Data
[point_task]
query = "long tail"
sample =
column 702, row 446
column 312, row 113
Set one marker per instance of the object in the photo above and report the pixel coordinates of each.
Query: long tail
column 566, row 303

Required work
Render every line of the items above as a numbered list, skipping any blank lines.

Answer for this exercise
1. [point_task]
2. query = "long tail"
3. sample =
4. column 702, row 446
5. column 312, row 113
6. Set one marker per instance of the object in the photo above and report the pixel coordinates of each.
7. Query: long tail
8. column 566, row 303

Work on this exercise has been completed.